== YOUR TASK ==
How many lines in the entries below contain the string "dark"? Case counts. Reply with the number alone.

─── EXERCISE INPUTS ───

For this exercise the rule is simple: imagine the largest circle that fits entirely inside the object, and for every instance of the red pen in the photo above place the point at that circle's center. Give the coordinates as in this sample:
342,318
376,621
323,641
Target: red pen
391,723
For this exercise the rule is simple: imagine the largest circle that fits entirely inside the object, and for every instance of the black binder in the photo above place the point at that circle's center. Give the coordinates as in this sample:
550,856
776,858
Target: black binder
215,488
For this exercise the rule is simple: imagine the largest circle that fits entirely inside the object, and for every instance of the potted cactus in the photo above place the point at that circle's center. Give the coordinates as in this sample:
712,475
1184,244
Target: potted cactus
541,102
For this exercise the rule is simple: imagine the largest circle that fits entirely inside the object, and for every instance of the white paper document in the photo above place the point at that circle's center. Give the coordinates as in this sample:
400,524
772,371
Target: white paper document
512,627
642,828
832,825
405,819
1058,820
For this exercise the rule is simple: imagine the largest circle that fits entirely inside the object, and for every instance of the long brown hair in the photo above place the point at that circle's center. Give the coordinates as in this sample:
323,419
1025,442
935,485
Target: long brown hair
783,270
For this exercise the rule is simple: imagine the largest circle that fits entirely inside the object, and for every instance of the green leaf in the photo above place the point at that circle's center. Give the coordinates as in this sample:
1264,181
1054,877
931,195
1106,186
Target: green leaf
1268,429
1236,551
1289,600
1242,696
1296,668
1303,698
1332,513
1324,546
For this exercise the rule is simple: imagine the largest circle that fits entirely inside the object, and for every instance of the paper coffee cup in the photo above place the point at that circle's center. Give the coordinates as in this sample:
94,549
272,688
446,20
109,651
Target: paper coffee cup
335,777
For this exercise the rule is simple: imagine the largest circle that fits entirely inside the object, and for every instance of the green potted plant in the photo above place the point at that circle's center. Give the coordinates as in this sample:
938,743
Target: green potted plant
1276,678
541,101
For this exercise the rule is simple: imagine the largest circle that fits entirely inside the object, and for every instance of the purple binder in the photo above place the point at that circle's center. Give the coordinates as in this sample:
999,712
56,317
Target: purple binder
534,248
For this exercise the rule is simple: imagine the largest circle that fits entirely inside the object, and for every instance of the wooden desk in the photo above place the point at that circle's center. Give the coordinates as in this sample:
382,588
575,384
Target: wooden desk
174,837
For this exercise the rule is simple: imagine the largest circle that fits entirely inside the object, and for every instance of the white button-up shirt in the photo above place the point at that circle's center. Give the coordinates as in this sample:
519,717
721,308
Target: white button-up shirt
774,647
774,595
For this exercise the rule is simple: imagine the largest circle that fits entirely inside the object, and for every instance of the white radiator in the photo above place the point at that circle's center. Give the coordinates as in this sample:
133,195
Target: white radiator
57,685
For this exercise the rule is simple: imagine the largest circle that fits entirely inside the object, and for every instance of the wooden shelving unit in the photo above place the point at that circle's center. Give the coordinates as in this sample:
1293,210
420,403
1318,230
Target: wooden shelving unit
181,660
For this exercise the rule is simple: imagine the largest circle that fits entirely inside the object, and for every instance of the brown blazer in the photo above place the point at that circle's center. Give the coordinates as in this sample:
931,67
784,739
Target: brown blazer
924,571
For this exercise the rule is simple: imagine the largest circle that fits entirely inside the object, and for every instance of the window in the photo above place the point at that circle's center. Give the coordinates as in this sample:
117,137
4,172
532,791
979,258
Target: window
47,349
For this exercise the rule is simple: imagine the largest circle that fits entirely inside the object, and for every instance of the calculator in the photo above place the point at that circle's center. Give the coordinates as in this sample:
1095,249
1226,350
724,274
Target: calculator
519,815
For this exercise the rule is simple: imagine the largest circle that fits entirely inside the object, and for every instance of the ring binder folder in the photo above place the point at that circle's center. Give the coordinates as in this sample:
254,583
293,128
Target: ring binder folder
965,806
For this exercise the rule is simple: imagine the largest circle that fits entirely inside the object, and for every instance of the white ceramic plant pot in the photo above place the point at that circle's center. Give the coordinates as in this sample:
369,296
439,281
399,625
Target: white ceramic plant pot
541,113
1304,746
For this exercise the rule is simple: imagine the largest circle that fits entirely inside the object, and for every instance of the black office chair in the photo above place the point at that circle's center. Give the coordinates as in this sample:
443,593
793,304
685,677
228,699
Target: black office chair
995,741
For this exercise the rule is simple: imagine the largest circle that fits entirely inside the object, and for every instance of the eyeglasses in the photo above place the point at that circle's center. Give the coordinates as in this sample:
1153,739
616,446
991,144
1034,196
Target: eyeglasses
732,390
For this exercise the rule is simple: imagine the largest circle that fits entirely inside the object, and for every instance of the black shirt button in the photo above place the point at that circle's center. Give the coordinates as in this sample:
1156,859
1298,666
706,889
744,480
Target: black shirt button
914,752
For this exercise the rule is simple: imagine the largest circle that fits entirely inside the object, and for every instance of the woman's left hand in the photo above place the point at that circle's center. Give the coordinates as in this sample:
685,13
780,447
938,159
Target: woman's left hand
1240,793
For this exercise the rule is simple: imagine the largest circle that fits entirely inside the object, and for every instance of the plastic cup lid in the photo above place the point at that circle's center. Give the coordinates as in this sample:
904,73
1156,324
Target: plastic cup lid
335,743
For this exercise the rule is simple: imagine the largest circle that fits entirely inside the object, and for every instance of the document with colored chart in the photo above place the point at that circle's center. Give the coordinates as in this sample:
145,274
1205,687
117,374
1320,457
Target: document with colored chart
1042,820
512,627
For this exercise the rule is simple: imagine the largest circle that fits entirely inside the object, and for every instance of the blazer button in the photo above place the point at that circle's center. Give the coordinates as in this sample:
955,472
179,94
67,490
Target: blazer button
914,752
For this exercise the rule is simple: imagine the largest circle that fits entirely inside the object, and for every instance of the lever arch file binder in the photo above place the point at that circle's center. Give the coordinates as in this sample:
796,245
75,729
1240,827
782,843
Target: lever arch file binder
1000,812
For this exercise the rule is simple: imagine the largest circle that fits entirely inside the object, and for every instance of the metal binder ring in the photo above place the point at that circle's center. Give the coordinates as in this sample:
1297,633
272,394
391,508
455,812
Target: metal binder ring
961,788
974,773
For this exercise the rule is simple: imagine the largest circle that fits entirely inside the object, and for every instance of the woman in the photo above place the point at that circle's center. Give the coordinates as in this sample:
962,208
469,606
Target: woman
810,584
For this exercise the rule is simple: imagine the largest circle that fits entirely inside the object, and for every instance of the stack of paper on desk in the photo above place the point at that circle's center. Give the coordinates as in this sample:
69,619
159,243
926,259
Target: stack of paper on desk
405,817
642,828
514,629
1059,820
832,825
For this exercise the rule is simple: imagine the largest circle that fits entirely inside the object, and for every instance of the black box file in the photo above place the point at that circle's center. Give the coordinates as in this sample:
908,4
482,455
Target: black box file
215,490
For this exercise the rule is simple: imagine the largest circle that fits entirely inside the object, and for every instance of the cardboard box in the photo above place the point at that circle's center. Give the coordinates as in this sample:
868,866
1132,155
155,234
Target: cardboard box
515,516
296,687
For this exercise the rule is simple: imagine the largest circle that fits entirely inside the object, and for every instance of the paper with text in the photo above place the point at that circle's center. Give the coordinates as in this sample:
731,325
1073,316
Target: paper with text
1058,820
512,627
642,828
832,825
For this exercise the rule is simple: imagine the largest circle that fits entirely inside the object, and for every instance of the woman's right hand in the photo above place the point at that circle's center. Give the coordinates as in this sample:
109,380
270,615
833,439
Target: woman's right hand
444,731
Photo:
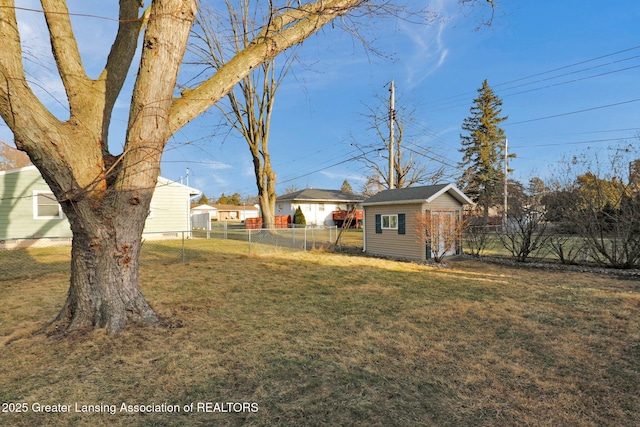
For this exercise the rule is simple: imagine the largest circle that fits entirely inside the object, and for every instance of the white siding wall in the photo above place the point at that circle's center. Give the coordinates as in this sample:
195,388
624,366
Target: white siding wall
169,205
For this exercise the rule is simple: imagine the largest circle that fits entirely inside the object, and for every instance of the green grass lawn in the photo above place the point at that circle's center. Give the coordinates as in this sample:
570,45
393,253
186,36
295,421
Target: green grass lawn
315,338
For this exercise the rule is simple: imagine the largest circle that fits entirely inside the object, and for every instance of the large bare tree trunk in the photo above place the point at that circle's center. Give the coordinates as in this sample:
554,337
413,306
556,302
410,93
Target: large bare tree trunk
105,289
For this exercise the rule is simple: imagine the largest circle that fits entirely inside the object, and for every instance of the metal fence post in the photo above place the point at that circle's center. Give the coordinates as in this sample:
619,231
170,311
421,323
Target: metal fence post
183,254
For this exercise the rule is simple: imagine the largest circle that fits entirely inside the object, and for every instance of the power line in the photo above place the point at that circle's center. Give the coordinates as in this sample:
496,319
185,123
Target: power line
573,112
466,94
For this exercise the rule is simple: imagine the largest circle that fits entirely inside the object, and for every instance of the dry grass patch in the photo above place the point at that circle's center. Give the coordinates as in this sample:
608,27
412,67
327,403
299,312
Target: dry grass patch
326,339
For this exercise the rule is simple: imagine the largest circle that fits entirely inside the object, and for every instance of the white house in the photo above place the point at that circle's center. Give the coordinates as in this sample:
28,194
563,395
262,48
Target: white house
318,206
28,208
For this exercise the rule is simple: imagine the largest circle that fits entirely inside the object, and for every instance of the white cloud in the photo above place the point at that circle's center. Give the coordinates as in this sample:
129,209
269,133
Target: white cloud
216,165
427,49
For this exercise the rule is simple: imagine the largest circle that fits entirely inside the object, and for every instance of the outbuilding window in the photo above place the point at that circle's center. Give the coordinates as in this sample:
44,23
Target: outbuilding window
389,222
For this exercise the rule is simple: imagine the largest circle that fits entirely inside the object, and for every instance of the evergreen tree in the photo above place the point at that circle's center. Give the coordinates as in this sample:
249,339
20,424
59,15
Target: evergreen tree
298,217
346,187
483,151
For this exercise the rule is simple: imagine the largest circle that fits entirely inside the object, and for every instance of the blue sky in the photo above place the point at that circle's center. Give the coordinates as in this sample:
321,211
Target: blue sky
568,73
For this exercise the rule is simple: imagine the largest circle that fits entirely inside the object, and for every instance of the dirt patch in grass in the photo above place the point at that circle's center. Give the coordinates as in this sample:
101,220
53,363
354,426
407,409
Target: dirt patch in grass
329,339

───
─── EXERCISE INPUTS ───

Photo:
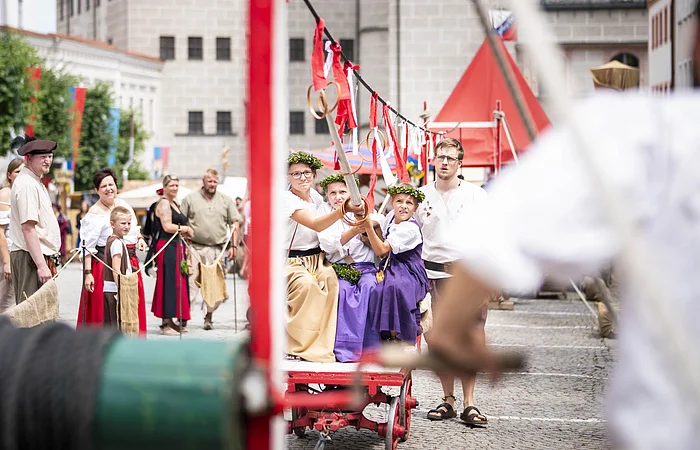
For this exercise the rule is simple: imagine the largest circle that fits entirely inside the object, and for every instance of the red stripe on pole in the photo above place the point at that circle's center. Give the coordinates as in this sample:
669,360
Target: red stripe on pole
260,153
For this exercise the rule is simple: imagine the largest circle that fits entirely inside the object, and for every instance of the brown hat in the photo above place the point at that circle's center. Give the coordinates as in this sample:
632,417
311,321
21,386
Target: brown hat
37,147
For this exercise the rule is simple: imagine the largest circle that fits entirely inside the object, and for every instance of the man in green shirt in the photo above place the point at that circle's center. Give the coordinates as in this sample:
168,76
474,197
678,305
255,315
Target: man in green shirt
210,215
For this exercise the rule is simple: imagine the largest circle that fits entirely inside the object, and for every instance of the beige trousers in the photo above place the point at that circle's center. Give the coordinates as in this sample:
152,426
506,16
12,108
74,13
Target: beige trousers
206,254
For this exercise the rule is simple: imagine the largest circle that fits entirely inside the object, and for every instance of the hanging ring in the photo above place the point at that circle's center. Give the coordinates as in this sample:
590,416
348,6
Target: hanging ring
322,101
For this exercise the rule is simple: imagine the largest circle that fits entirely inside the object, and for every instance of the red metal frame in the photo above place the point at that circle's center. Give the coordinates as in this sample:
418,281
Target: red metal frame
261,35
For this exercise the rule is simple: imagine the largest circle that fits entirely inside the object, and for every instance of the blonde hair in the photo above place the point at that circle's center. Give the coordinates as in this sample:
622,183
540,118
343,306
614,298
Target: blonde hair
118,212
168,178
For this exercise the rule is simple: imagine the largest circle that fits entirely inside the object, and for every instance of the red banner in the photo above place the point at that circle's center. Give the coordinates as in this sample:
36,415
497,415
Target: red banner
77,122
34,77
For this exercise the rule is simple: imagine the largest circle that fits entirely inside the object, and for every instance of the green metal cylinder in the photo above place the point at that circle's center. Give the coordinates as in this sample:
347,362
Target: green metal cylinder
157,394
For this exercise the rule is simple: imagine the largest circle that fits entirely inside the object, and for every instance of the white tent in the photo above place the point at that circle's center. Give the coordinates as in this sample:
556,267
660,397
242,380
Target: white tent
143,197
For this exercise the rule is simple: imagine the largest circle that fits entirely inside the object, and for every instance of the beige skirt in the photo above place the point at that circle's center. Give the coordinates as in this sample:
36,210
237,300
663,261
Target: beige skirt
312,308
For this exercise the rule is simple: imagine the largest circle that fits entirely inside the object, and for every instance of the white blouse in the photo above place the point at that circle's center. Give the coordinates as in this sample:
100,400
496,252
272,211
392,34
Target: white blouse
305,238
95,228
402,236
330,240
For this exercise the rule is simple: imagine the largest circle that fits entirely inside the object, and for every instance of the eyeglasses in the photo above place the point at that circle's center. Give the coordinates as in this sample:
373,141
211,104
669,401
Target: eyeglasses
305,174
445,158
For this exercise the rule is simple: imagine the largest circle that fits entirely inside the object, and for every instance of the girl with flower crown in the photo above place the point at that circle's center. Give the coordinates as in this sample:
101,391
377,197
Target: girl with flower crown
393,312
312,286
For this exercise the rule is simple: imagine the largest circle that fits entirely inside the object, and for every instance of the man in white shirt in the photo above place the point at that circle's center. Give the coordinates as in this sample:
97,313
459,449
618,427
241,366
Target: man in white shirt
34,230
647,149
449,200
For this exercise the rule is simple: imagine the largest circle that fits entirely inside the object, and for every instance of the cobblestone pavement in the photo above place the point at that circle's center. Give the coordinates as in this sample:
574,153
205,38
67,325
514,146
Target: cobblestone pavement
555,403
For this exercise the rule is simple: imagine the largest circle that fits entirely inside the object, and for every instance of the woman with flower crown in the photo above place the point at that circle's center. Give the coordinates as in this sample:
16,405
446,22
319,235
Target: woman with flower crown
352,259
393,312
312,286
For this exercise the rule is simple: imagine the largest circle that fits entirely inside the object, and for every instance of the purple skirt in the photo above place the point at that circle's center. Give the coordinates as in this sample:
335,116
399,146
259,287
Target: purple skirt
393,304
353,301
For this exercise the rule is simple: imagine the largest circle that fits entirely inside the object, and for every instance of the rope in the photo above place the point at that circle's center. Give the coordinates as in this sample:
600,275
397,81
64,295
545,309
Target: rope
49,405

───
─── EXERCISE INPUTS ───

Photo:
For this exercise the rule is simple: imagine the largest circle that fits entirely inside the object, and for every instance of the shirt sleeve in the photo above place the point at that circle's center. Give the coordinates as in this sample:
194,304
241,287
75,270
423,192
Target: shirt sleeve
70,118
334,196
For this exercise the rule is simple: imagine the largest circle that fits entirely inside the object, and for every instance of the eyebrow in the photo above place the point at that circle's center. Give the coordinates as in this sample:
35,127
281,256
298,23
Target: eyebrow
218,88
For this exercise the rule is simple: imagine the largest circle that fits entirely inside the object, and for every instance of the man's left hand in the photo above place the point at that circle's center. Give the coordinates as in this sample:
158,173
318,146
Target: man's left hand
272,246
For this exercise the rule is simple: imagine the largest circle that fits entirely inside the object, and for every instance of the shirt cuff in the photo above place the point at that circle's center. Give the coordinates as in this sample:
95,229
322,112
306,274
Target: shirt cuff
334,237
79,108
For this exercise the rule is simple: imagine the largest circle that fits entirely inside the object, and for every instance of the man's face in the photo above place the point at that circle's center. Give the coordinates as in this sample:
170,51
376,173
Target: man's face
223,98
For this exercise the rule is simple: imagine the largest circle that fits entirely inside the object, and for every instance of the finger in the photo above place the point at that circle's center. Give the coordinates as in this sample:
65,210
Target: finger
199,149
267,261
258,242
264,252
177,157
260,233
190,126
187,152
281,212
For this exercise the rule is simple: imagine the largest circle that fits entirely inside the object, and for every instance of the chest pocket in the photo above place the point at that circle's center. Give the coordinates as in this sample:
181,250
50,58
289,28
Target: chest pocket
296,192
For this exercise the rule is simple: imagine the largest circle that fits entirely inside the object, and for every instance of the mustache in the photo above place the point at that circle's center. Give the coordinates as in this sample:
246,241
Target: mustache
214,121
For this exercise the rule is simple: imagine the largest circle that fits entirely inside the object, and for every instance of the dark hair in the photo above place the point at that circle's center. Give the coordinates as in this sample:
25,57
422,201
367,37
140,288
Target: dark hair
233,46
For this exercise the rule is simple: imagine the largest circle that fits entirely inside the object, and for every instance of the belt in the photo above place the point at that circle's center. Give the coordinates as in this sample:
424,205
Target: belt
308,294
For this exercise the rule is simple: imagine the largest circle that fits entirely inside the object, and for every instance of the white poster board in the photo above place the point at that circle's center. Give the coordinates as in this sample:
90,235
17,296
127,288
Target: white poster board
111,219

───

== EXERCISE SOLUTION ==
2